— START OF SUPPLIED MATERIAL —

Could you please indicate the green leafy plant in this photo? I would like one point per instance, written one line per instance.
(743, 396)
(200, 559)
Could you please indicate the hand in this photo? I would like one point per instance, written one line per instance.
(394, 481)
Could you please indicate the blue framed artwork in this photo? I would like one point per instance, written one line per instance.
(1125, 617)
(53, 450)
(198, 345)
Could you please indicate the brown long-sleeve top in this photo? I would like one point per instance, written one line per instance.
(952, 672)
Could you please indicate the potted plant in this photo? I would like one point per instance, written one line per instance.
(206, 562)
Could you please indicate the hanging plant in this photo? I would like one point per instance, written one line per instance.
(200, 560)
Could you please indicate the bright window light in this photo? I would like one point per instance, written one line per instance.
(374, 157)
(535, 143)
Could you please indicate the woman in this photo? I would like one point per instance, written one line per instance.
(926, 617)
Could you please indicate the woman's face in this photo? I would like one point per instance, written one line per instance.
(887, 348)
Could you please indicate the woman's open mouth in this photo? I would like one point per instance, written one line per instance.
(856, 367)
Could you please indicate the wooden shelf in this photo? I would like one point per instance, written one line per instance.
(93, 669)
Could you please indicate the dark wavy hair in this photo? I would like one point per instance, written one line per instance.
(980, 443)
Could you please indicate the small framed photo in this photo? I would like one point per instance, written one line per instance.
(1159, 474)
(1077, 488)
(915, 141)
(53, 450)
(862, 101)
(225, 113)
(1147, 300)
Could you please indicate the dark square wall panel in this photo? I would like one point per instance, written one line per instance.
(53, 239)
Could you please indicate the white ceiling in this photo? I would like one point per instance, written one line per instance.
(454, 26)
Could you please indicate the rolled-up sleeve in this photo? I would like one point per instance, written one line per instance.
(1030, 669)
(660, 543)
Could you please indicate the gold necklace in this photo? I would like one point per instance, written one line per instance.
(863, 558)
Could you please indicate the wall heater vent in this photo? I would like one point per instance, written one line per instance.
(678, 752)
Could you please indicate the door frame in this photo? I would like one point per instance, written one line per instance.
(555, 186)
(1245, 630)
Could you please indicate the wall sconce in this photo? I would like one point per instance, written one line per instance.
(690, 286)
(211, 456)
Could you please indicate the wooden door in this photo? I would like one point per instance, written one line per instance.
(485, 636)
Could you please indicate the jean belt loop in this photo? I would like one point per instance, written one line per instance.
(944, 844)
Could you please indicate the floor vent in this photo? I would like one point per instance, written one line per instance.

— END OF SUPPLIED MATERIAL —

WORK TO BE COMPLETED: Repeat every line of the data, exactly and in full.

TASK ANSWER:
Could you please indicate the green leafy plant in this photo? I would like one point per instance, written one line per instance.
(743, 396)
(200, 559)
Could you please indicate the hand in this photo? I would like one point per instance, written one line per instance.
(394, 481)
Could you please indicate the blue framed artwork in this photo? I would like one point per instance, written one line per instance.
(1125, 617)
(53, 450)
(198, 345)
Could you please indicate the brown long-sleeve top in this photo? I would like one point per instance, written one line per instance.
(952, 672)
Could you please indicate the potted plant in this photo? I would like one point per instance, written one line per instance.
(206, 562)
Could you please indicate the hanging plant in this photo? I would like one point per instance, written one line per instance.
(200, 560)
Could you please indicate the bright window light in this photo? I would like one point per instance, written one line per instance.
(374, 157)
(535, 143)
Could you please indicate the woman in this photo? I would like one point per instance, written one line per instance.
(926, 617)
Could you please indicate the woman's face in this photo? I would like one point per instance, written one line per instance.
(887, 348)
Could you please indicate the woman's open mouth in this photo? I would like one point per instance, written one line per instance.
(856, 367)
Could you please indicate the wooden shelf in this photo? I would like one point per instance, written one line per instance.
(93, 669)
Could you please indicate the dark wavy hair in this photo? I would like one point per instance, written one line per instance.
(980, 443)
Could you please indicate the small framed photo in this photo? I would like one point per instance, written one line per instance.
(1159, 474)
(1077, 488)
(915, 141)
(53, 450)
(862, 101)
(225, 113)
(1147, 300)
Could you please indicate the dark square wall panel in this photo? I would like one point per instance, written one line per instance.
(53, 239)
Could you please indicate the white ceiling in this photo? I would like one point per instance, written one line per instance.
(454, 26)
Could you please indicate the rolled-up sleeve in this photo? I would like one point per instance, written one line per instance.
(1030, 669)
(660, 543)
Could you please indicate the gold necklace in this photo? I would like one point per instance, written one line per instance.
(863, 558)
Could you please indicate the wall heater vent in this photo? I would like one point per instance, written one line per instance.
(678, 752)
Could you please indicate the door frame in this photo? I would like one point per instance, written one line per instance.
(555, 186)
(1245, 630)
Could you please indicate the wall sconce in this photo? I would like one point per instance, written one line per instance.
(690, 286)
(211, 456)
Could you please indicate the wooden door in this photo? I would like one point per instance, written one line per instance.
(485, 636)
Could you please indicate the jean belt loop in this photo? I would like one point per instance, written one line per instance.
(944, 844)
Could you please indicate the floor vent in this photo? I would like one point per instance, written one line per instance.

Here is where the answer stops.